* [Set task]: Carry on the forum thread about proving tan(pi/4 + x) + tan(pi/4 - x) = 2sec2x, starting right after its final line.
═════ Selected text
# How to solve this identity?

• November 21st 2010, 08:53 AM
doodofnood
How to solve this identity?
tan(pi/4 + x) + tan(pi/4 - x) = 2sec2x

I know that I must use compound angle formula for tan, but I'm still having heaps of trouble. Can someone show me the steps to solve this please?

• November 21st 2010, 09:18 AM
Also sprach Zarathustra
tan(pi/4 + x) =cotx
+
tan(pi/4 - x)=-cotx

=0

hmm.. or maybe I am fool!
• November 21st 2010, 09:42 AM
Unknown008
$\tan(\frac{\pi}{4} + x) + \tan(\frac{\pi}{4} - x) = \dfrac{\tan(\frac{\pi}{4}) + \tan(x)}{1-\tan(\frac{\pi}{4})\tan(x)} + \dfrac{\tan(\frac{\pi}{4}) - \tan(x)}{1+\tan(\frac{\pi}{4})\tan(x)}$

Recall that $\tan(\frac{\pi}{4}) = 1$

$= \dfrac{1+ \tan(x)}{1-\tan(x)} + \dfrac{1 - \tan(x)}{1+\tan(x)}$

Combine the fractions.

$= \dfrac{(1+ \tan(x))^2 + (1-\tan(x))^2}{1-\tan^2(x)}$

Simplify;

$= \dfrac{(1+ 2\tan(x) + \tan^2(x)) + (1- 2\tan(x) + \tan^2(x))}{1-\tan^2(x)}$

$= \dfrac{2+ 2\tan^2(x)}{1-\tan^2(x)}$

$= \dfrac{2(1+ \tan^2(x))}{1-\tan^2(x)}$

$= \dfrac{2\sec^2(x)}{1-\tan^2(x)}$

Hm.. time to convert into the basic ratios.

$= \dfrac{\frac{2}{\cos^2(x)}}{1-\frac{\sin^2(x)}{\cos^2(x)}}$

Multiply by cos/cos

$= \dfrac{\frac{2}{\cos^2(x)}}{1-\frac{\sin^2(x)}{\cos^2(x)}} \times \dfrac{\cos^2(x)}{\cos^2(x)}$

$= \dfrac{2}{\cos^2(x)-\sin^2(x)}$

Now, recall that: $\cos^2(x) - \sin^2(x) = \cos(2x)$

$= \dfrac{2}{\cos(2x)}$

$= 2\sec(2x)$

Shown!
• November 21st 2010, 10:07 AM
TheCoffeeMachine
Quote:

Originally Posted by Also sprach Zarathustra
tan(pi/4 + x) =cotx
+
tan(pi/4 - x)=-cotx

=0

hmm.. or maybe I am fool!

You are confusing it with $\tan(\frac{\pi}{2} \pm x) = \mp\cot(x)$.
• November 21st 2010, 07:41 PM
TheCoffeeMachine
Quote:

Originally Posted by doodofnood
I know that I must use compound angle formula for tan, but I'm still having heaps of trouble.
══════════
═════ Recorded data
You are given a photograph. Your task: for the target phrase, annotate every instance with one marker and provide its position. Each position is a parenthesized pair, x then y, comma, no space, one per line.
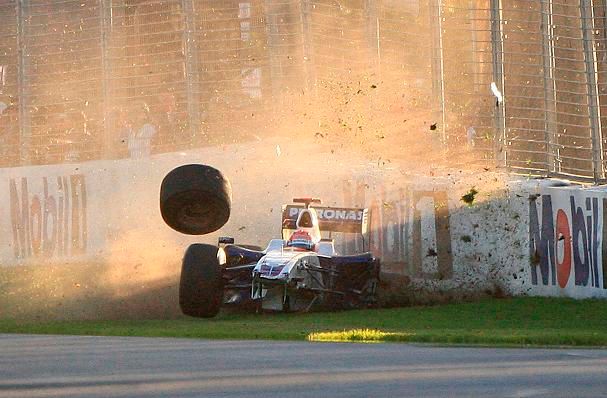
══════════
* [Response to the task]:
If you want to avoid the compound angle identity for the tangent function, express everything in terms of
sine and cosine and use the symmetric relation $\cos\left(\frac{\pi}{4}-t\right) = \sin\left(\frac{\pi}{4}+t\right)$. It will be less involving.

Spoiler:
$\displaystyle \tan\left(\frac{\pi}{4} + x\right) + \tan\left(\frac{\pi}{4} - x\right) = \frac{\sin\left(\frac{\pi}{4}+x\right)}{\cos\left( \frac{\pi}{4}+x\right)}+\frac{\sin\left(\frac{\pi} {4}-x\right)}{\cos\left(\frac{\pi}{4}-x\right)}$
Spoiler:
$\displaystyle = \frac{\sin^2\left(\frac{\pi}{4}+x\right)+\cos^2\le ft(\frac{\pi}{4}+x\right)}{\cos^2\left(\frac{\pi}{ 4}+x\right)} = \frac{1}{\frac{1}{2}\cos{2x}} = \frac{2}{\cos{2x}} = 2\sec{2x}.$

• November 21st 2010, 10:16 PM
Soroban
Hello, doodofnood!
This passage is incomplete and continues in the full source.